● **WHAT THE TASK REQUIRES**
Render as a Markdown table with the columns "Row" and "Line" only the lines from the line containing "target: bird silhouette" through the line containing "103], [87, 104]]", leaving out any blank lines.

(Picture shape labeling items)
# # # # #

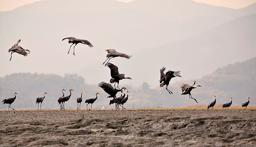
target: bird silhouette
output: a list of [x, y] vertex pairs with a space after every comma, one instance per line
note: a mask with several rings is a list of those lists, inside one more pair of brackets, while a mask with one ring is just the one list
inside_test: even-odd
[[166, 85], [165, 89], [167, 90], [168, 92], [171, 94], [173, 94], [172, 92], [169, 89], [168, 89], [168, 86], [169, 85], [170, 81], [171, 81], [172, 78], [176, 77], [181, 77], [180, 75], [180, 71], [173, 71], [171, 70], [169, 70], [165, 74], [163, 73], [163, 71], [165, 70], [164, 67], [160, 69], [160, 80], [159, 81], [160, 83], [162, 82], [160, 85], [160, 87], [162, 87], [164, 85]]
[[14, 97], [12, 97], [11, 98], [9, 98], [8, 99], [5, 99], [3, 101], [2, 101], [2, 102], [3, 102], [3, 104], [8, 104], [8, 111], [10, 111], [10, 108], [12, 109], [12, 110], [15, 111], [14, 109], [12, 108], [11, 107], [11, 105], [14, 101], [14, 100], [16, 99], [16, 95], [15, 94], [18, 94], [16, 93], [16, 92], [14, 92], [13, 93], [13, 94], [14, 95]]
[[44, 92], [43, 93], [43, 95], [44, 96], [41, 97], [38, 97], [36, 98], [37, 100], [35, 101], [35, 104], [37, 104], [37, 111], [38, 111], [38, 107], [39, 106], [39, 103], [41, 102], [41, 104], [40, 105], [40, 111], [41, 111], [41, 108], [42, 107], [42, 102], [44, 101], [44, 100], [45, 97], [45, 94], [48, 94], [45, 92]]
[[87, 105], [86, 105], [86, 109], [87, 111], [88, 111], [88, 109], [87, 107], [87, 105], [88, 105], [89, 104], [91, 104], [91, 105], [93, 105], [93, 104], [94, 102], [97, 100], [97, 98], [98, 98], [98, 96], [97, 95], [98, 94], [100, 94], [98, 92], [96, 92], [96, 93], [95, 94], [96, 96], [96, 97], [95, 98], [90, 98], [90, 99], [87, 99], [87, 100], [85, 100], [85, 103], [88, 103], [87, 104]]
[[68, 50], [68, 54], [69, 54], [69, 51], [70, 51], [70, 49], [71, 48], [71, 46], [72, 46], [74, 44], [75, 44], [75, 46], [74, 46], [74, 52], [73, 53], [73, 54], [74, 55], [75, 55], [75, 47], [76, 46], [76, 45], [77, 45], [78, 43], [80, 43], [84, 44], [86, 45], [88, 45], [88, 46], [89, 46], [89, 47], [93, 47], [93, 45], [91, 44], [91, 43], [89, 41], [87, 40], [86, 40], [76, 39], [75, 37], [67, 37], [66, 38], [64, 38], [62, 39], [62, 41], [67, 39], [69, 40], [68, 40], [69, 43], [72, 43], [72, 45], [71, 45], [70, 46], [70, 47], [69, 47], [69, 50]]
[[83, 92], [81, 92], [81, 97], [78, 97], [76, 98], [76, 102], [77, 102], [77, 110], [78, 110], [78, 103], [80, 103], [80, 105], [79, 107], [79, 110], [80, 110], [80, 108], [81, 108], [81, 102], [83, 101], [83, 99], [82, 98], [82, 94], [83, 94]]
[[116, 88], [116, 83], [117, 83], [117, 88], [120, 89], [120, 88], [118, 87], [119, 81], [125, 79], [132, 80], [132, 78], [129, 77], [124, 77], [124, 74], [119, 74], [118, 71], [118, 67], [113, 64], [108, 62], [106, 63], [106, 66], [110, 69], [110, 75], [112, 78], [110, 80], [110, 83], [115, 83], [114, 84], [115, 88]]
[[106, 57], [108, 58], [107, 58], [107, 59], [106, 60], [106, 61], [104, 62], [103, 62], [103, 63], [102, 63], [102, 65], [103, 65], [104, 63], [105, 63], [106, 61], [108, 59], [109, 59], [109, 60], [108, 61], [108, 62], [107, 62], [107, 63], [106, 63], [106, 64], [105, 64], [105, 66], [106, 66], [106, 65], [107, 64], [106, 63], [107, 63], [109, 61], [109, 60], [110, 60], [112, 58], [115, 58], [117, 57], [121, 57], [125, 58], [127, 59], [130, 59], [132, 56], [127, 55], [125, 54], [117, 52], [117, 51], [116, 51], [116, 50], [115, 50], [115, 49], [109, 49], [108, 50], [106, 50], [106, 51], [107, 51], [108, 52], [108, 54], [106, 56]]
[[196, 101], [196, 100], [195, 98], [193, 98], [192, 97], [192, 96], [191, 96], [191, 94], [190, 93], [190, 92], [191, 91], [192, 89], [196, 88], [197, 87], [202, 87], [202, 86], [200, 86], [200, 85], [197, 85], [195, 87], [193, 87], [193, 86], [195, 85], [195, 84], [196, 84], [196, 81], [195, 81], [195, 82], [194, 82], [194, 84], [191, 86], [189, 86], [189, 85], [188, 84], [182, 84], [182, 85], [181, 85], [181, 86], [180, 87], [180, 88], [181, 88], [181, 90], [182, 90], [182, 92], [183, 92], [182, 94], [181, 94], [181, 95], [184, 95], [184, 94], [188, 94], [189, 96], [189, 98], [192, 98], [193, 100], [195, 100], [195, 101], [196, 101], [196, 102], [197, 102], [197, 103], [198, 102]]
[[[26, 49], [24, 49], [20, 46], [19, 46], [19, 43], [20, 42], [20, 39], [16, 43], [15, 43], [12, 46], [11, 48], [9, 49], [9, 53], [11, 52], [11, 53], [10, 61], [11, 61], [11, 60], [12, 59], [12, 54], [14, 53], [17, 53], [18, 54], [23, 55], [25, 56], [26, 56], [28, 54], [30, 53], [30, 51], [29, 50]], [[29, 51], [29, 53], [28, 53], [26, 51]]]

# # # # #

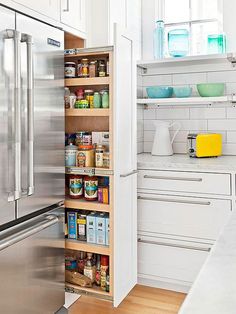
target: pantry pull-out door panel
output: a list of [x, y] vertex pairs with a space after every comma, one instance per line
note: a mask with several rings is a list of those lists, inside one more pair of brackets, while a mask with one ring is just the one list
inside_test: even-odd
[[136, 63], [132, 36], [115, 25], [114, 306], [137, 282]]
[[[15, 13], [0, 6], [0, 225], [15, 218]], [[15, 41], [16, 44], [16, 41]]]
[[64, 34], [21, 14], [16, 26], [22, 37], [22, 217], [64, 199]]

# # # # #

● **TASK OUTPUT**
| Row | Line |
|---|---|
| 1 | target: bird silhouette |
| 2 | output: a list of [x, y] vertex pairs with a space after every comma, one instance per line |
| 3 | note: a mask with several rings is a list of those lists, inside one more pair of brackets, while a mask with one ring is just the one list |
| 4 | inside_test: even-odd |
| 5 | [[166, 85], [165, 89], [167, 90], [168, 92], [171, 94], [173, 94], [172, 92], [169, 89], [168, 89], [168, 86], [169, 85], [170, 81], [171, 81], [172, 78], [176, 77], [181, 77], [180, 75], [180, 71], [173, 71], [171, 70], [169, 70], [165, 74], [163, 73], [163, 71], [165, 70], [164, 67], [160, 69], [160, 80], [159, 81], [160, 83], [162, 82], [160, 85], [160, 87], [162, 87], [164, 85]] |
| 6 | [[14, 97], [12, 97], [11, 98], [9, 98], [8, 99], [5, 99], [3, 101], [2, 101], [2, 102], [3, 102], [3, 104], [8, 104], [8, 111], [10, 111], [10, 108], [12, 109], [12, 110], [15, 111], [14, 109], [12, 108], [11, 107], [11, 105], [14, 101], [14, 100], [16, 99], [16, 95], [15, 94], [18, 94], [16, 93], [16, 92], [14, 92], [13, 93], [13, 94], [14, 95]] |
| 7 | [[44, 92], [43, 93], [43, 95], [44, 96], [41, 97], [38, 97], [36, 98], [37, 100], [35, 101], [35, 104], [37, 104], [37, 111], [38, 111], [38, 107], [39, 106], [39, 103], [41, 102], [41, 104], [40, 105], [40, 111], [41, 111], [41, 108], [42, 107], [42, 102], [44, 101], [44, 100], [45, 97], [45, 94], [48, 94], [45, 92]] |
| 8 | [[87, 105], [86, 105], [86, 109], [87, 111], [88, 111], [88, 109], [87, 107], [87, 105], [88, 105], [89, 104], [91, 104], [91, 105], [93, 105], [93, 104], [94, 102], [97, 100], [97, 98], [98, 98], [98, 96], [97, 95], [98, 94], [100, 94], [98, 92], [96, 92], [96, 93], [95, 94], [96, 96], [96, 97], [95, 98], [90, 98], [90, 99], [87, 99], [87, 100], [85, 100], [85, 103], [88, 103], [87, 104]] |